▶ [TEXTAUSZUG]
Das Lebensbild einer Dichterin

Vierter Teil: Briefe





Briefe 4


Lyon, den 23. November 1832
   
Und dann höre! Du sprichst mir von Andeutungen, die Dir weh getan hätten. Ich – Dir weh getan! Ich, die ich mein Blut für Dich hingegeben, die ich Dir bis ans Ende der Welt folgen würde – überallhin und um jeden Preis? Oh! Gut, nimm hier meinen getreuen Eid, daß nie ein Wort Dir wissentlich von der Vergangenheit reden soll, daß sie für mich abgetan ist, und daß ich auch Dich beschwöre, sie zu vergessen. Andererseits: wie kannst Du mich so falsch verstehen? Du bist zu streng gegen Dich selbst und willst nicht daran glauben, daß andere Dich lieben! Sei gut, sei furchtlos, ich hege gegen keine Seele Groll, und sollte es gegen Dich? Komm, geben wir uns einen Kuß, Prosper, willst Du?

▶ [Gespeicherte Datensätze]
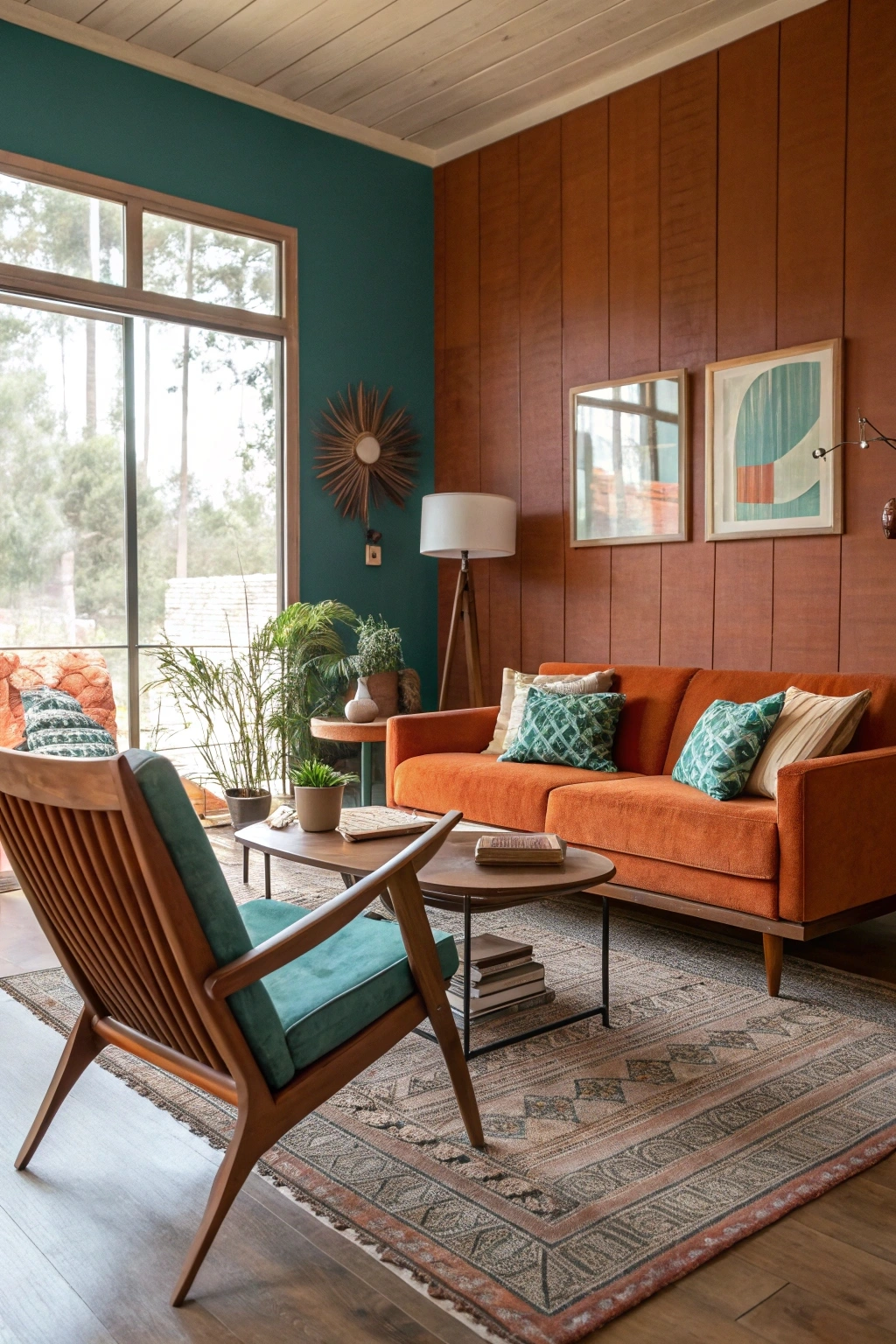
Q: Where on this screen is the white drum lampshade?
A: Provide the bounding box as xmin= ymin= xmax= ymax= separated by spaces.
xmin=421 ymin=491 xmax=516 ymax=561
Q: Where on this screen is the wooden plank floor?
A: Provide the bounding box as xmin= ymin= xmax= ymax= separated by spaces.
xmin=0 ymin=892 xmax=896 ymax=1344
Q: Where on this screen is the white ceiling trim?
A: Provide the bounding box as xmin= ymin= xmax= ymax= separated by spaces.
xmin=0 ymin=0 xmax=823 ymax=168
xmin=422 ymin=0 xmax=823 ymax=165
xmin=0 ymin=0 xmax=435 ymax=168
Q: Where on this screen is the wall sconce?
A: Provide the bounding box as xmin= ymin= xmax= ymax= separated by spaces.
xmin=811 ymin=411 xmax=896 ymax=542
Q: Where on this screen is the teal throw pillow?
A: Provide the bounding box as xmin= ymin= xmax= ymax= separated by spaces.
xmin=672 ymin=691 xmax=786 ymax=802
xmin=22 ymin=685 xmax=118 ymax=758
xmin=499 ymin=685 xmax=626 ymax=774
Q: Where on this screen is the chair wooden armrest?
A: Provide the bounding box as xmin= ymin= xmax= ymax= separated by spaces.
xmin=204 ymin=812 xmax=464 ymax=998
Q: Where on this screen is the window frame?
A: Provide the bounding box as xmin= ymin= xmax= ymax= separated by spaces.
xmin=0 ymin=150 xmax=299 ymax=605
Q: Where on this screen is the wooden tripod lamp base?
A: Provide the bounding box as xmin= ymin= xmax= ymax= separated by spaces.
xmin=421 ymin=491 xmax=516 ymax=710
xmin=439 ymin=551 xmax=484 ymax=710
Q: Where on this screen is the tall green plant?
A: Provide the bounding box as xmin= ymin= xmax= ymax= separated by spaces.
xmin=256 ymin=601 xmax=357 ymax=793
xmin=146 ymin=639 xmax=276 ymax=789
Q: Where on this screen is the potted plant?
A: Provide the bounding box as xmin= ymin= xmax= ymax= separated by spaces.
xmin=340 ymin=615 xmax=404 ymax=719
xmin=290 ymin=758 xmax=357 ymax=830
xmin=256 ymin=601 xmax=357 ymax=795
xmin=151 ymin=640 xmax=273 ymax=830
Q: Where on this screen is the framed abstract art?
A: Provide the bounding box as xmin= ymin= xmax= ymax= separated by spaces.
xmin=707 ymin=340 xmax=843 ymax=542
xmin=570 ymin=368 xmax=688 ymax=546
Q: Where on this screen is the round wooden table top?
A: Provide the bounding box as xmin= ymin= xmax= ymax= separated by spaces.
xmin=236 ymin=821 xmax=617 ymax=910
xmin=312 ymin=719 xmax=388 ymax=742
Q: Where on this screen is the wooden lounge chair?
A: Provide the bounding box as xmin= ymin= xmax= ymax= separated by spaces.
xmin=0 ymin=750 xmax=484 ymax=1306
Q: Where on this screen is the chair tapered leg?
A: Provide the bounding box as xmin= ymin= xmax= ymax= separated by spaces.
xmin=171 ymin=1114 xmax=270 ymax=1306
xmin=389 ymin=868 xmax=485 ymax=1148
xmin=15 ymin=1006 xmax=105 ymax=1171
xmin=424 ymin=989 xmax=485 ymax=1148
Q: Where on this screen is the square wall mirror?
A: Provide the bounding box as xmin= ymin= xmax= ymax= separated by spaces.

▶ [AUFGABEN]
1) Mit welchem Namen wird die angeschriebene Person im Textauszug angesprochen?
2) Schreibe die Stelle aus dem Textauszug ab, die mit den Worten „Vierter Teil: Briefe“ beginnt und nach den Worten „Prosper, willst Du?“ endet.

▶ [ANTWORTEN]
1) Prosper.

2)
Vierter Teil: Briefe





Briefe 4


Lyon, den 23. November 1832
   
Und dann höre! Du sprichst mir von Andeutungen, die Dir weh getan hätten. Ich – Dir weh getan! Ich, die ich mein Blut für Dich hingegeben, die ich Dir bis ans Ende der Welt folgen würde – überallhin und um jeden Preis? Oh! Gut, nimm hier meinen getreuen Eid, daß nie ein Wort Dir wissentlich von der Vergangenheit reden soll, daß sie für mich abgetan ist, und daß ich auch Dich beschwöre, sie zu vergessen. Andererseits: wie kannst Du mich so falsch verstehen? Du bist zu streng gegen Dich selbst und willst nicht daran glauben, daß andere Dich lieben! Sei gut, sei furchtlos, ich hege gegen keine Seele Groll, und sollte es gegen Dich? Komm, geben wir uns einen Kuß, Prosper, willst Du?